MATERIAL FOR THIS EXERCISE Start Marker

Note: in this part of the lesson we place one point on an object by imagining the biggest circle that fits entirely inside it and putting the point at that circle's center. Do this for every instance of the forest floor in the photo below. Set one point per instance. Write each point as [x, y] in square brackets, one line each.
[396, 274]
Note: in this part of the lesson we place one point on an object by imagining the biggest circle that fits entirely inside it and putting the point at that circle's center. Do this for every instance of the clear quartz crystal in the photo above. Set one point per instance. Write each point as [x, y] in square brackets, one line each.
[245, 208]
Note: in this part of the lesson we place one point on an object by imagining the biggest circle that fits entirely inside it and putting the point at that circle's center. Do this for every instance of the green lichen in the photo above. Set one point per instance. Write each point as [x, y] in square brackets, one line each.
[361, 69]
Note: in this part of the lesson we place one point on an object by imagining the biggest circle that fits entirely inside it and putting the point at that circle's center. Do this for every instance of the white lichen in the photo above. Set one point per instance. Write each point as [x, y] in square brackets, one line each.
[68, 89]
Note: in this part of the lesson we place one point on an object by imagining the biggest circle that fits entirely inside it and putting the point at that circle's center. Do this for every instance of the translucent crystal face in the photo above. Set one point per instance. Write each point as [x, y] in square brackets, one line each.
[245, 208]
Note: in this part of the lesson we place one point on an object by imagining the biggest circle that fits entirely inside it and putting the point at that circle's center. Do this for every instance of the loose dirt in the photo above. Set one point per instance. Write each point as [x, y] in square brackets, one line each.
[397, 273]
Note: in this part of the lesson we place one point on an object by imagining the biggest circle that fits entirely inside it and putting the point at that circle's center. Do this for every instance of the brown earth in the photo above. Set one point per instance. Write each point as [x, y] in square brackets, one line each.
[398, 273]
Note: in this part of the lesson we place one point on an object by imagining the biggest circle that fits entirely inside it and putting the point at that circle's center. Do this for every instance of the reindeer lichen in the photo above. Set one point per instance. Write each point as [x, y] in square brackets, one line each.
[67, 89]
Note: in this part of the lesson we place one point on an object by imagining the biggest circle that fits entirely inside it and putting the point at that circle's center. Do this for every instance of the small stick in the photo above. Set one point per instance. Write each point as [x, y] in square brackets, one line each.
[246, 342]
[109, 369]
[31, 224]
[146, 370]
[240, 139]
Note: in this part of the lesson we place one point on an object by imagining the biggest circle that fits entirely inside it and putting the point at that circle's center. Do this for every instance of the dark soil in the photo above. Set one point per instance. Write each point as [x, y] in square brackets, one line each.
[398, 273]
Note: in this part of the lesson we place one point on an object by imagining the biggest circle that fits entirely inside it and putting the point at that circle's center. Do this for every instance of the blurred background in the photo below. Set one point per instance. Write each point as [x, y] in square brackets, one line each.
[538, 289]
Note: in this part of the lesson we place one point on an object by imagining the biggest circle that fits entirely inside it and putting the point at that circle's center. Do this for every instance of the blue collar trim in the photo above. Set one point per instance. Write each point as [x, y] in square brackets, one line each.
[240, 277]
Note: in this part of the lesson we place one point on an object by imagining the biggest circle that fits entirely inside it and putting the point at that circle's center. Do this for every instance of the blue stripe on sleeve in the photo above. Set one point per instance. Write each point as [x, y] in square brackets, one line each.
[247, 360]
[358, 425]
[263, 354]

MATERIAL FOR THIS EXERCISE End Marker

• **WORK INSTRUCTION**
Each line from the one that contains "of the dark" to the end of the data should be set down exactly, both ends included.

• **REPLY**
Note: in this part of the lesson we place one point on an object by imagining the biggest circle that fits entirely inside it and putting the point at that circle's center. Do this for every instance of the dark soil in the photo above. Set one point per instance. Write each point as [x, y] in square brackets, one line each.
[398, 273]
Note: in this part of the lesson we place one point on an object by imagining the biggest circle that fits entirely inside it and putting the point at that circle's center. Do this for every instance of the blurred background in the photo below. Set one point per instance. Write each point as [x, y] in square brackets, one line each.
[538, 289]
Note: in this part of the lesson we place one point on an object by imagining the biggest circle that fits entirely inside it and putting the point at that circle's center. Do this for every instance of the blue collar trim in the photo above. Set one point per instance. Write each point as [x, y] in square brackets, one line each.
[240, 277]
Note: in this part of the lesson we place one point on an object by imagining the biggest circle that fits entirely inside it and putting the point at that circle's center. Do this for every instance of the blue stripe on sleeve in the photo above. Set one point per instance. Write each point as [x, y] in square brackets, one line each.
[247, 360]
[358, 425]
[263, 354]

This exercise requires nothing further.